# PROBLEM A:
For each statement, decide whether it agrees with the passage on John Beard Allen below, and quote the words of the passage that settle it: (i) Allen earned his law degree from the University of Michigan. (ii) After moving to Washington in 1870, Allen opened a law practice in Seattle. (iii) The Senate seated Allen after the Governor of Washington appointed him.
# PROBLEM B:
Reproduce word for word the part of the passage on John Beard Allen below that runs from "John Beard Allen" up to and including "1878 to 1885.".

# READING PASSAGE:
============

John Beard Allen (May 18, 1845January 28, 1903) was an American lawyer and politician who served as a United States senator from Washington from 1889 to 1893. A member of the Republican Party, he previously served as the United States representative from Washington Territory's at-large congressional district in 1889.

Early life
Allen was born in Crawfordsville, Indiana on May 18, 1845.

Career
He served as a private in the Union Army with the 135th Indiana Volunteers during the American Civil War.  He earned a law degree from the University of Michigan and passed the bar in 1869.

He moved to Washington in 1870, and started a law practice in Olympia.

He served as United States attorney (1875–1885), and as reporter for the supreme court for the Territory of Washington from 1878 to 1885.

He was a Republican Delegate to the United States House of Representatives in 1889, and after Washington achieved statehood, he was elected and served in the United States Senate from 1889 to 1893. After the legislature failed to select a Senator for the following term, Allen was appointed by the Governor of Washington, but was not seated by the Senate.

Death and legacy
After leaving public office, Allen went into private law practice in Seattle, Washington, where he died of cardiovascular disease in 1903.

============

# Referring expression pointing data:
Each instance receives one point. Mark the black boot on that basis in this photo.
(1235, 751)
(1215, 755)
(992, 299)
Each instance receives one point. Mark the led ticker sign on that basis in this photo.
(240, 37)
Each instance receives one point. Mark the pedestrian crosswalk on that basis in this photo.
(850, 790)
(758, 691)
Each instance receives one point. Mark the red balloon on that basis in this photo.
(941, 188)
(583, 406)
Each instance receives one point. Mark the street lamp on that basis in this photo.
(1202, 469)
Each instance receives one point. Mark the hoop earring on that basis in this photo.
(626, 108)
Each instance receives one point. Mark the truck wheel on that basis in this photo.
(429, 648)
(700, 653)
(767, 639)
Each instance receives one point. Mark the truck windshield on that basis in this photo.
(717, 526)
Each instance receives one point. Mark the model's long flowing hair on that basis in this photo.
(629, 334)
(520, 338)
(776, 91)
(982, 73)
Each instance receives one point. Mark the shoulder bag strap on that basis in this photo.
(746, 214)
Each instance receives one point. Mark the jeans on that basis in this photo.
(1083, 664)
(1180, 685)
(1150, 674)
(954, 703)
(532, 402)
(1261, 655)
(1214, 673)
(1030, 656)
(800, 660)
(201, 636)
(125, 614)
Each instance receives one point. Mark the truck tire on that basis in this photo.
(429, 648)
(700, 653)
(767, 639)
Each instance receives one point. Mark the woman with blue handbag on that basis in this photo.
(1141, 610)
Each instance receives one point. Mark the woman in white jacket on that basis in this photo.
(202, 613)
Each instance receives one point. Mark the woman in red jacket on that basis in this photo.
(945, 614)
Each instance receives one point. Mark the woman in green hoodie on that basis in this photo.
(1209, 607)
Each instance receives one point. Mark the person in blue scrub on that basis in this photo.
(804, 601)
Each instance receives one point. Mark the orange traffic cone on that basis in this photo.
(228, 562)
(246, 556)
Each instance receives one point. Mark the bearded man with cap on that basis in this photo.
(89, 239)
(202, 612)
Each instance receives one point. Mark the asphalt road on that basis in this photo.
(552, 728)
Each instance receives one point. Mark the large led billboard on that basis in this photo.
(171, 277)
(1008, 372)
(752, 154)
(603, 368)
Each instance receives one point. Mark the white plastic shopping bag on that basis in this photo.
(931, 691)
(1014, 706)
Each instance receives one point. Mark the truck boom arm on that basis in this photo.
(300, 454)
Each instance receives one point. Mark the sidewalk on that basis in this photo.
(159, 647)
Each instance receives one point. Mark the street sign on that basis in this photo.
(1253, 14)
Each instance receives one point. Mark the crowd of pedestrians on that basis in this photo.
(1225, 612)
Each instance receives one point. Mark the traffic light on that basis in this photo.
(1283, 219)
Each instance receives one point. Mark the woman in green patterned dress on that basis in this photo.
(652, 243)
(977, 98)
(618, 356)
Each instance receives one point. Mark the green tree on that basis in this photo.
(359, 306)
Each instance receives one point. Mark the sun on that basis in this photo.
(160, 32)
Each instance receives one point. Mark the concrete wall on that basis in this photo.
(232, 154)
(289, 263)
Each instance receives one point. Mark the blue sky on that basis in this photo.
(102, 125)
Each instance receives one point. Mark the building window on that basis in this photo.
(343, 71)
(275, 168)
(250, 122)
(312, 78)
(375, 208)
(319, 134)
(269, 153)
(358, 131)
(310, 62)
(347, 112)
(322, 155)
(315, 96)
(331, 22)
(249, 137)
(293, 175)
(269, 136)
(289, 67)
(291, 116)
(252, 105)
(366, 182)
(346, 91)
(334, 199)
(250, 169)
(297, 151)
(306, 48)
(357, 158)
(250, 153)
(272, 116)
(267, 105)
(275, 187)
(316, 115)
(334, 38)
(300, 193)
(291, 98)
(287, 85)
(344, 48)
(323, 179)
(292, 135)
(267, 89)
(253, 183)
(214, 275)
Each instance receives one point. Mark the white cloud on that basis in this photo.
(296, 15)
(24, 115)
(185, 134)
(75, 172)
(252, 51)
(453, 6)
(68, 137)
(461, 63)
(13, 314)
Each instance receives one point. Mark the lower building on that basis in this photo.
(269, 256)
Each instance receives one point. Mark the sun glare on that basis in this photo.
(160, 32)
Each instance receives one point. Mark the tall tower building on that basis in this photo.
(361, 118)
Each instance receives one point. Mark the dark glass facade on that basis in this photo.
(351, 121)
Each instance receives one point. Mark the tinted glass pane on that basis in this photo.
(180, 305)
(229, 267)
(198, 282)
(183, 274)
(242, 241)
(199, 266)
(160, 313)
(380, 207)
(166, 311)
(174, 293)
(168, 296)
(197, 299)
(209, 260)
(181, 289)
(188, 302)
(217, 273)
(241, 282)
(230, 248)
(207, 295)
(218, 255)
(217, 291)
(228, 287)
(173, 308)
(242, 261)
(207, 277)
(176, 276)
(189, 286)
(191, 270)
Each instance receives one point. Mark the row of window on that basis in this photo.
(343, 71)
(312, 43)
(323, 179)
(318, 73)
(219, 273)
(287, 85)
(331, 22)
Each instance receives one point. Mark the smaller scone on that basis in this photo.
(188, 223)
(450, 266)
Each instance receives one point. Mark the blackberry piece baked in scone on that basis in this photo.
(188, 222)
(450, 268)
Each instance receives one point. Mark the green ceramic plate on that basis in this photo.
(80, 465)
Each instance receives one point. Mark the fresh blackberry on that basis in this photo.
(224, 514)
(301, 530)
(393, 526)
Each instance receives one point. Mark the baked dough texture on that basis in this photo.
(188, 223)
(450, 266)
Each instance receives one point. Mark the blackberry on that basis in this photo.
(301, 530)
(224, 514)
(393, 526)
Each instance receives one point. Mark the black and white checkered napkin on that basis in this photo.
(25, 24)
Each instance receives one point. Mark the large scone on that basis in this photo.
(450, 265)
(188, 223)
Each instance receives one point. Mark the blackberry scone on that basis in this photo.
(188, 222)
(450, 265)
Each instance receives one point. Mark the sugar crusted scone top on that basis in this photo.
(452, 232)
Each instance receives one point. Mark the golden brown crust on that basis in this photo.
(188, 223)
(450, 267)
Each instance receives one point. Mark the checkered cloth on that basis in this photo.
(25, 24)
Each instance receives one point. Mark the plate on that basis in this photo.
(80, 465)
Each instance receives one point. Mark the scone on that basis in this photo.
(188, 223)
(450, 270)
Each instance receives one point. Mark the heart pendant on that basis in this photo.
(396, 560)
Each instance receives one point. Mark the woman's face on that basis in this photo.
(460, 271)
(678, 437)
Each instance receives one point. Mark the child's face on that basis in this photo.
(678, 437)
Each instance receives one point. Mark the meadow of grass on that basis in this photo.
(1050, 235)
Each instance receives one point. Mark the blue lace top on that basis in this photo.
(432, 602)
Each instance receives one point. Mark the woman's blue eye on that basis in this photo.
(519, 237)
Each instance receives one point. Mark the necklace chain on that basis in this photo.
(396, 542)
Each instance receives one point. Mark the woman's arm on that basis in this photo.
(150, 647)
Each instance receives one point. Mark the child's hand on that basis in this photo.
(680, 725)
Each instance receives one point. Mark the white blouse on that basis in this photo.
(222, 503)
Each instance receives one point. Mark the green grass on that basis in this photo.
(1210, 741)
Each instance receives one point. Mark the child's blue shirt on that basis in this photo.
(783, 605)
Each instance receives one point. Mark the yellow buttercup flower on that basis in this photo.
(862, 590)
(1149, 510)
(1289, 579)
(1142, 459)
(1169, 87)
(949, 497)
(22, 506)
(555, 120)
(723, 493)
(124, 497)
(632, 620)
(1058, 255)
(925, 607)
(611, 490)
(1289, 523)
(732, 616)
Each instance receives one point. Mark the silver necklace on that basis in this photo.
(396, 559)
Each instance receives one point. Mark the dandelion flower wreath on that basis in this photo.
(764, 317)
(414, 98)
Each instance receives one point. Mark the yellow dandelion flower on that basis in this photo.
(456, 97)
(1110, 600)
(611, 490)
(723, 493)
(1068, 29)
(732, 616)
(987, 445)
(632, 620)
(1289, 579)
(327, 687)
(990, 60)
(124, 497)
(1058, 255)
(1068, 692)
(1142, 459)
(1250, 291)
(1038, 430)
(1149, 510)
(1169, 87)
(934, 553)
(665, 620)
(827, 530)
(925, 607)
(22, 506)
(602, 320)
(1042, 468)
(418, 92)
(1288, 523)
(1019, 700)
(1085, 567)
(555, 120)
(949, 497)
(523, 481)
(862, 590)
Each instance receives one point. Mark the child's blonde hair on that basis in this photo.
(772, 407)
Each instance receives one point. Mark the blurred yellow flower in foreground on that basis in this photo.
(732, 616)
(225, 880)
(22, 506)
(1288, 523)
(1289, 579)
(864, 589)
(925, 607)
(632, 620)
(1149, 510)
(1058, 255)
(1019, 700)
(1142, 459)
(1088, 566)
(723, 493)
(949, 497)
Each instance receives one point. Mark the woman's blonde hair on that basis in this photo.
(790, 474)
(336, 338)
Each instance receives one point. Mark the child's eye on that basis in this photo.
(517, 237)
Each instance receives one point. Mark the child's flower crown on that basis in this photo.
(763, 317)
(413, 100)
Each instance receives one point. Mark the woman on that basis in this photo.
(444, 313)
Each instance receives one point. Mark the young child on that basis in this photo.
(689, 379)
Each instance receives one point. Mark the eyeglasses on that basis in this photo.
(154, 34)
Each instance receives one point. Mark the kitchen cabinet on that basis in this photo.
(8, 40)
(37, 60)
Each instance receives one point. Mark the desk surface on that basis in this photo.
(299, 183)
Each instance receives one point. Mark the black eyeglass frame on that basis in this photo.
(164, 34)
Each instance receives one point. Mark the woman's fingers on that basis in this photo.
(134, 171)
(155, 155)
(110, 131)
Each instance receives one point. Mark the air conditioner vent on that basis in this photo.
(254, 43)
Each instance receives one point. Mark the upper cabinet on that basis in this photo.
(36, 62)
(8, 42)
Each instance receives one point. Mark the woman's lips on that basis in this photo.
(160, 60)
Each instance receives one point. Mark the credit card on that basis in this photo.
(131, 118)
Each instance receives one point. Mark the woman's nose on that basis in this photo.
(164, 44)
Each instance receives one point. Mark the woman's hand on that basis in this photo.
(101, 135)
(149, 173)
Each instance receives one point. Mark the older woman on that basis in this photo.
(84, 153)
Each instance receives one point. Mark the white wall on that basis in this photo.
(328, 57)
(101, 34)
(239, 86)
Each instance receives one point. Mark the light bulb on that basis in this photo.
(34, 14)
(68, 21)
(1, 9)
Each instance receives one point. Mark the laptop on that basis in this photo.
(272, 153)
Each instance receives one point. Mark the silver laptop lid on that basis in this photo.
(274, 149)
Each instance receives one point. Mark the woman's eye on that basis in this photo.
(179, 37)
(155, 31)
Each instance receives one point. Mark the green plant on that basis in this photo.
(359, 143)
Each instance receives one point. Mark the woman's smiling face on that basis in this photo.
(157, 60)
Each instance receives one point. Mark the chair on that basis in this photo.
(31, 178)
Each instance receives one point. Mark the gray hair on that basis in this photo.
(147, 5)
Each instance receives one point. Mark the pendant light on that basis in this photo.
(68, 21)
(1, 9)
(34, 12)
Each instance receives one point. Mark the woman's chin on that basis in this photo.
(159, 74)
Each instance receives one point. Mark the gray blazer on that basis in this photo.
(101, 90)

============

# REPLY A:
(i) Yes: "He earned a law degree from the University of Michigan"
(ii) No: "He moved to Washington in 1870, and started a law practice in Olympia."
(iii) No: "Allen was appointed by the Governor of Washington, but was not seated by the Senate."

# REPLY B:
John Beard Allen (May 18, 1845January 28, 1903) was an American lawyer and politician who served as a United States senator from Washington from 1889 to 1893. A member of the Republican Party, he previously served as the United States representative from Washington Territory's at-large congressional district in 1889.

Early life
Allen was born in Crawfordsville, Indiana on May 18, 1845.

Career
He served as a private in the Union Army with the 135th Indiana Volunteers during the American Civil War.  He earned a law degree from the University of Michigan and passed the bar in 1869.

He moved to Washington in 1870, and started a law practice in Olympia.

He served as United States attorney (1875–1885), and as reporter for the supreme court for the Territory of Washington from 1878 to 1885.